[Location annotation dataset excerpts]
|---|
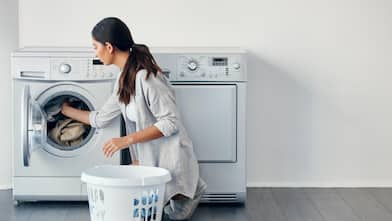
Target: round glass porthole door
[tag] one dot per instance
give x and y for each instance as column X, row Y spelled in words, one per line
column 66, row 137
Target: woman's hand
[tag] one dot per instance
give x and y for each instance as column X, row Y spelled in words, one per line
column 114, row 145
column 64, row 107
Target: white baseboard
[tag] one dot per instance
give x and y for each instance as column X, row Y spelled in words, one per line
column 5, row 186
column 353, row 184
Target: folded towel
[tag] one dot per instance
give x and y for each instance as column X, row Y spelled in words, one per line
column 68, row 132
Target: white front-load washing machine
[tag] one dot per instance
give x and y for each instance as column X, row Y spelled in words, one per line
column 43, row 167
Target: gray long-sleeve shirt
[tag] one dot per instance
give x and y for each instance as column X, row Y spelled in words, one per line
column 155, row 105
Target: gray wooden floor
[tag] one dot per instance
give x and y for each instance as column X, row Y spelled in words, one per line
column 274, row 204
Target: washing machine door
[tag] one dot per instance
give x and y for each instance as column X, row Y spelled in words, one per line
column 33, row 126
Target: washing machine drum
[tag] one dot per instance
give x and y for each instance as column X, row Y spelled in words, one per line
column 64, row 133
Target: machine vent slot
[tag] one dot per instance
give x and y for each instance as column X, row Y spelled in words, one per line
column 220, row 198
column 32, row 74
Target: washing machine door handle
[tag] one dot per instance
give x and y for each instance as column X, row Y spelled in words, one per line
column 33, row 126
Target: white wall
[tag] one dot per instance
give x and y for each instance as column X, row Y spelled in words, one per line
column 8, row 42
column 319, row 106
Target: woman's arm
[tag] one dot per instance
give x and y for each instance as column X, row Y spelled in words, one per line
column 76, row 114
column 115, row 144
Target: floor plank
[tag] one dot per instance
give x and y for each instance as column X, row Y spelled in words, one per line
column 331, row 206
column 295, row 205
column 364, row 205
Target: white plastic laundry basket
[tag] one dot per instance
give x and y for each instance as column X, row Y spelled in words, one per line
column 119, row 193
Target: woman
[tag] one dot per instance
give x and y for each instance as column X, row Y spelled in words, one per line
column 155, row 134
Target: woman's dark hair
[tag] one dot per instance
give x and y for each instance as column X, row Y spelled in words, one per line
column 116, row 32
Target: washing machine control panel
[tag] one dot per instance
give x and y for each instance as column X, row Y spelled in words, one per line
column 81, row 69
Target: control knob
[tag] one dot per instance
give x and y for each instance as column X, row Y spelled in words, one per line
column 65, row 68
column 192, row 65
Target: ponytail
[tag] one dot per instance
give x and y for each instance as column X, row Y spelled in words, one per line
column 139, row 58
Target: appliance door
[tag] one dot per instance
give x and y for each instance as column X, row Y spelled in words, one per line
column 33, row 126
column 209, row 115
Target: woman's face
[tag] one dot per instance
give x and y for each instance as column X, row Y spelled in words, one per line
column 103, row 51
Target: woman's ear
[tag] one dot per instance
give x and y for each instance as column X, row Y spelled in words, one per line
column 109, row 47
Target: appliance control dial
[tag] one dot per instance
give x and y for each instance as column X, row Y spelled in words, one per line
column 65, row 68
column 192, row 65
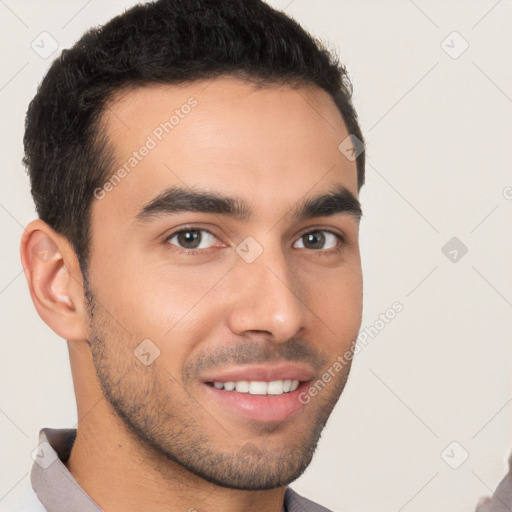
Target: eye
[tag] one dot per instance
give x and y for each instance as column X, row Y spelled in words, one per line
column 319, row 240
column 192, row 239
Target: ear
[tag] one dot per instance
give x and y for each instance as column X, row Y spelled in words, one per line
column 54, row 280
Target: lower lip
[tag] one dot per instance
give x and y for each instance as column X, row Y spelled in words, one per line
column 263, row 408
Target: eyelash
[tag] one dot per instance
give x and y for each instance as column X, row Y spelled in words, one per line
column 192, row 252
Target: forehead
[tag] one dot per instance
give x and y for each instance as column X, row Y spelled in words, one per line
column 272, row 144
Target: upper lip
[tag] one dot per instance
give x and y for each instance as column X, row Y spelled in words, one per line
column 268, row 373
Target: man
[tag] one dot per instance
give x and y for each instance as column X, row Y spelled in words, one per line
column 196, row 167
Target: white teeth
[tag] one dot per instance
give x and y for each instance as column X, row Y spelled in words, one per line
column 242, row 386
column 229, row 386
column 275, row 387
column 255, row 387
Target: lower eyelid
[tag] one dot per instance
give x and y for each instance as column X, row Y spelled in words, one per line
column 340, row 238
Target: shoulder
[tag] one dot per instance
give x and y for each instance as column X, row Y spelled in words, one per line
column 296, row 503
column 502, row 497
column 21, row 498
|---|
== The problem ==
Rewrite the stretch from the start of the lines through the line containing "column 68, row 132", replacing "Target" with "Object" and leaving everything else unchanged. Omit the pictures from the output.

== Problem solution ==
Object: round glass porthole door
[tag] one dot per instance
give x and y for each instance as column X, row Y spelled in words, one per line
column 66, row 137
Object: woman's hand
[tag] one dot per instance
give x and y for each instance as column X, row Y spelled in words, one per line
column 114, row 145
column 64, row 107
Object: white baseboard
[tag] one dot per instance
give x and y for each instance as column X, row Y spelled in words, one per line
column 5, row 186
column 353, row 184
Object: folded towel
[tag] one dot per instance
give x and y for each instance as column X, row Y spelled in words, one per line
column 68, row 132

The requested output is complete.